Wicked Cynthia Erivo Immagine
Una scena del finale di Wicked, tra le più postate sui social

Negli Stati Uniti il dibattito è imploso dopo che sono comparsi foto e video che testimonierebbero la partecipazione all'evento Wicked. Il punto di partenza, ragionando sullo sgradevole fenomeno, è proprio la contemporanea concezione che il cinema venga valutato come "evento". Dalla riapertura delle sale post-pandemia la retorica ha spinto il cinema verso un'ottica simile a quella di un concerto, di un incontro sportivo, di una mostra. Da una parte ha aiutato a rimettere in piedi l'industria (basti pensare a Top Gun: Maverick o Barbie, oppure a C'è ancora domani qui in Italia), dall'altra ha reso instagrammabile qualcosa che, prima, invece, era considerato un abitudinario svago culturale e popolare, che viveva e ragionava secondo una ciclicità da ripetere più volte l'anno.

Riprendere scene di un film al cinema. Ovvero: manifestare la propria presenza

Paul Mescal Gladiator 2 Trailer
Paul Mescal ne Il gladiatore 2. Un altro titolo virale sui social

Bisogna "rispettare gli spettatori", oppure "spegnete i telefoni!", e ancora "questo è un comportamento illegale", si legge sotto i post degli utenti che, smartphone in mano, come se fossero ad un concerto o ad una partita di calcio, hanno passato diversi minuti con lo schermo attivo riprendendo il grande schermo. Qui, il primo cortocircuito: la dimensione di uno schermo si sta via via rimpicciolendo, e quindi il pubblico sta assottigliando la capacità di prestare attenzione verso qualcosa di enormemente più esteso. C'è un bisogno mentale di ristringere il campo e rinchiudere le immagini in un formato che possa essere condiviso, e quindi avallato tramite like, commenti e reazioni dai proprio follower. Una continua testimonianza di "manifestare la propria presenza" (e quindi manifestare di esistere?), di documentare la propria partecipazione ad un evento che, purtroppo, non riguarda più solo la semplice visione di un film.

Il cinema è ormai un evento. E lo dimostrano le nuove (e cattive) abitudini

Inseguendo la viralità per buona pace dell'educazione

Non vorremmo apparire bacchettoni, ma oltre ad essere effettivamente illegale riprendere e postare sequenze sui social protette da copyright (certo, non aiuta se poi sono gli stessi attori e attrici a repostare il contenuto quando taggati), utilizzare il telefono in sala è una delle peggiori abitudini che possano esserci. È come se un certo pubblico involga la sua stessa distrazione, ben rodata dallo streaming casalingo che permette di mettere in pausa, mandare avanti, addirittura interrompere la visione, scrollando la home di Instagram se il film o la serie non fanno al proprio gusto (e spesso il giudizio è affrettato, in quanto si parte già distratti).

-*-*-

§ **Attività 1**: Come si traduce in inglese questa frase del testo: «Dalla riapertura delle sale post-pandemia la retorica ha spinto il cinema verso un'ottica simile a quella di un concerto, di un incontro sportivo, di una mostra.»?
§ **Attività 2**:
Rispondi a queste domande sul testo:
(a) Quali titoli vengono citati come esempi di film che hanno aiutato a rimettere in piedi l'industria?
(b) In quale film compare Paul Mescal secondo la didascalia?
(c) Che cosa permette di fare lo streaming casalingo?

-*-*-

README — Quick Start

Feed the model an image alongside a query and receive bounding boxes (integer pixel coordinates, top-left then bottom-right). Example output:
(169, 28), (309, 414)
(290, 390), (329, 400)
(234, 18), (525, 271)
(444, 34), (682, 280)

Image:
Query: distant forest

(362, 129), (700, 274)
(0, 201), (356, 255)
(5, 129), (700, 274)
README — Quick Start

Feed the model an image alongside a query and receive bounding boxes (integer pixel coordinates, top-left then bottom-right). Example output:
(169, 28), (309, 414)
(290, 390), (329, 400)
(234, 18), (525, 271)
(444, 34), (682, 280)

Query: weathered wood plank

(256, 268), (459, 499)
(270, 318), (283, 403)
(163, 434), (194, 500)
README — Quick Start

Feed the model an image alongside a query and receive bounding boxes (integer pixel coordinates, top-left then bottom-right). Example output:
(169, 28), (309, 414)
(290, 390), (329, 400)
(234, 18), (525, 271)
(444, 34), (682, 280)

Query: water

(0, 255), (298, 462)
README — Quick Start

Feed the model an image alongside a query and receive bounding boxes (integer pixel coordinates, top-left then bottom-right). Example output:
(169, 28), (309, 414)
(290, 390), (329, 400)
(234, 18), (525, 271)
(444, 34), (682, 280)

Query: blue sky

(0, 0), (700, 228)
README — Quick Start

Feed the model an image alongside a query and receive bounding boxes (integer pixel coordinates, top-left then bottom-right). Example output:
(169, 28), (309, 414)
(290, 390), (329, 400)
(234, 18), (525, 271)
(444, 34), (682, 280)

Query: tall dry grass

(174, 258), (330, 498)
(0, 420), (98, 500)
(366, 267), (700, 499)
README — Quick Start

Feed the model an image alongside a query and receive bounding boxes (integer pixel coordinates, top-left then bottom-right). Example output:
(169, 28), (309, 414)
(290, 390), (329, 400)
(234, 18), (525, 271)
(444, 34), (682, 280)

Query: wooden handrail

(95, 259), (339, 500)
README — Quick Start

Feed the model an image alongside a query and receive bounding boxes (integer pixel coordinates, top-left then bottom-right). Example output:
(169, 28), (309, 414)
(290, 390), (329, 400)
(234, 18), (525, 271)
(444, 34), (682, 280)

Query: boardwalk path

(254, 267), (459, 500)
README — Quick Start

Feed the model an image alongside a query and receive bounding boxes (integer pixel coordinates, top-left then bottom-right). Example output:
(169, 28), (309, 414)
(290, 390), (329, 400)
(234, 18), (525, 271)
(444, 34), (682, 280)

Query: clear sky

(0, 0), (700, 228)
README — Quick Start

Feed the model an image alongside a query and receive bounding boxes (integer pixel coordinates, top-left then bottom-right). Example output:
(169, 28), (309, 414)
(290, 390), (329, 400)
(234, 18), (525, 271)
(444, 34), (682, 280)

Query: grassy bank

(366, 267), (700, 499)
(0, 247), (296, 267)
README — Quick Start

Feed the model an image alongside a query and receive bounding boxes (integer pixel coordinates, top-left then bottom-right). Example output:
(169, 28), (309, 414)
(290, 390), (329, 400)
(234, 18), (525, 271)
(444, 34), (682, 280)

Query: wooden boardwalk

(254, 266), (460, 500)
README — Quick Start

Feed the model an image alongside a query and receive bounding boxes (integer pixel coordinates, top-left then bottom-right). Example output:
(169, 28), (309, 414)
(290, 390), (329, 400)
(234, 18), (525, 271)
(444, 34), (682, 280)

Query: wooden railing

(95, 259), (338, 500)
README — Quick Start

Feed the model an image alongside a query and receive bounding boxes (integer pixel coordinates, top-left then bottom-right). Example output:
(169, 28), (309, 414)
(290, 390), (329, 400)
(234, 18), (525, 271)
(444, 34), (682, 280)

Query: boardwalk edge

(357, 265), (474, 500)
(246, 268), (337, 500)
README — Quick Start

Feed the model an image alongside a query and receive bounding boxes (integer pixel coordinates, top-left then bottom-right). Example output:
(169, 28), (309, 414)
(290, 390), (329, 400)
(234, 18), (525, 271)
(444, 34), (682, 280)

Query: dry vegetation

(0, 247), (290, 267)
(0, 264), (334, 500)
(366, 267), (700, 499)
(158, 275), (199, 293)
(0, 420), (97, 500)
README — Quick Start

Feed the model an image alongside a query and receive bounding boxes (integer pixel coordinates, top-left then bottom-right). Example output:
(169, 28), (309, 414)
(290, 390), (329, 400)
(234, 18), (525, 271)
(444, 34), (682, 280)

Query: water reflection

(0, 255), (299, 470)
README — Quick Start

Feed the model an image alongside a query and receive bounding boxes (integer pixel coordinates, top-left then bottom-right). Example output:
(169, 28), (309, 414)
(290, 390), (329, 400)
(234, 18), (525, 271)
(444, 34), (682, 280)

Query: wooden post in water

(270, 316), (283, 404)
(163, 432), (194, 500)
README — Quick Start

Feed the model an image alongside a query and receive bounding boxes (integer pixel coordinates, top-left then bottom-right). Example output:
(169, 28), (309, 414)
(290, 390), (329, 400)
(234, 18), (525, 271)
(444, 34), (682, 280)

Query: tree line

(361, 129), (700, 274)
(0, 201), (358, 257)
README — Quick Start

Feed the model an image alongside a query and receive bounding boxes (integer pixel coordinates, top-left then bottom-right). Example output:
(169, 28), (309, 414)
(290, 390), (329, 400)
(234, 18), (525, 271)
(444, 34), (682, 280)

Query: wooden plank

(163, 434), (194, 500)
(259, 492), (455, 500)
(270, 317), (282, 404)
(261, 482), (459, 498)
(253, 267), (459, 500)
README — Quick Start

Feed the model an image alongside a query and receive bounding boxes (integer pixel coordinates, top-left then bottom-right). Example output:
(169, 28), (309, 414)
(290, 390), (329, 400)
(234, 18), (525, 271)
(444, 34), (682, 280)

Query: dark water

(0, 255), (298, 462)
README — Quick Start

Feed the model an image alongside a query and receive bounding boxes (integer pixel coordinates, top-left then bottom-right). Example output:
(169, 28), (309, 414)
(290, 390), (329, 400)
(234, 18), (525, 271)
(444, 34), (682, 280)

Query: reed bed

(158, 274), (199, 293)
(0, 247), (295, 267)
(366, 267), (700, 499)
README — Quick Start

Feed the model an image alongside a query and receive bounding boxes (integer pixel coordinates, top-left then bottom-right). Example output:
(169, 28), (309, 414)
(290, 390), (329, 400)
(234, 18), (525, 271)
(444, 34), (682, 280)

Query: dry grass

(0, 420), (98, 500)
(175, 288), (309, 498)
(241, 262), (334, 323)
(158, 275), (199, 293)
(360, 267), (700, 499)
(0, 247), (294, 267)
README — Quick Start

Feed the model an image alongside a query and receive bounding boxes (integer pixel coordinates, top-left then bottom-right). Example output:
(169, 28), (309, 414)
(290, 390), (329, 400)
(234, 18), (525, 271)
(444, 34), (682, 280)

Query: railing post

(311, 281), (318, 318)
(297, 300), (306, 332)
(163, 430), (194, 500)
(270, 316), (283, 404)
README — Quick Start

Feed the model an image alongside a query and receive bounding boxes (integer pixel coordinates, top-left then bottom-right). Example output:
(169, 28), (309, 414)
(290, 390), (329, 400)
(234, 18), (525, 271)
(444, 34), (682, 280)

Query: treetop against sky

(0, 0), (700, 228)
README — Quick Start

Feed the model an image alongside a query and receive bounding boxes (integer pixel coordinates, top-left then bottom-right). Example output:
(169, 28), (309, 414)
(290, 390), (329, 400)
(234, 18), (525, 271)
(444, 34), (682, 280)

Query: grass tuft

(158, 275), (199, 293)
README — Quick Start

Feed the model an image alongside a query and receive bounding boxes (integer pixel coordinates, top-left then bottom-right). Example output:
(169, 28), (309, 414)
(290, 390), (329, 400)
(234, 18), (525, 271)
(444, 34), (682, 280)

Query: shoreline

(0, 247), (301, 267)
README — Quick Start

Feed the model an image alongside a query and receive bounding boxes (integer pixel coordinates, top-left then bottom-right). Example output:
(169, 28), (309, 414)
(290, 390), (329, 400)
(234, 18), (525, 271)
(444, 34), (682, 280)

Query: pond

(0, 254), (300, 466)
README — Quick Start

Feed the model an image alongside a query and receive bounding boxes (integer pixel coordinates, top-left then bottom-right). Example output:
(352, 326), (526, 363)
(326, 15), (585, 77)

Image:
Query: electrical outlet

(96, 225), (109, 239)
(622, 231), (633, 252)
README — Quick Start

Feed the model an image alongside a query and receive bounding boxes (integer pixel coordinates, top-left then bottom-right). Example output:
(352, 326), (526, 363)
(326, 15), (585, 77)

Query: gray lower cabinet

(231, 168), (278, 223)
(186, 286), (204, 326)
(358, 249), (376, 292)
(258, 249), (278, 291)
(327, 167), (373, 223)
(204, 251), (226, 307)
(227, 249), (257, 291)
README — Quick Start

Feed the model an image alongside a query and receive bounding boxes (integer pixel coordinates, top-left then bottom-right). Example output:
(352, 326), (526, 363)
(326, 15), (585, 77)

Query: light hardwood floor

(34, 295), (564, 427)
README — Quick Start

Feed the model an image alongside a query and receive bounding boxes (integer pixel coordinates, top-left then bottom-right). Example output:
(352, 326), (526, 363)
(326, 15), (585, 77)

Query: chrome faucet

-*-*-

§ **Risultato dell'esercizio 1**: Since theaters reopened after the pandemic, the rhetoric has pushed cinema toward a perspective similar to that of a concert, a sporting event, an exhibition.

§ **Risultato dell'esercizio 2**:
(a) Top Gun: Maverick, Barbie e, in Italia, C'è ancora domani.
(b) Il gladiatore 2.
(c) Permette di mettere in pausa, mandare avanti e addirittura interrompere la visione.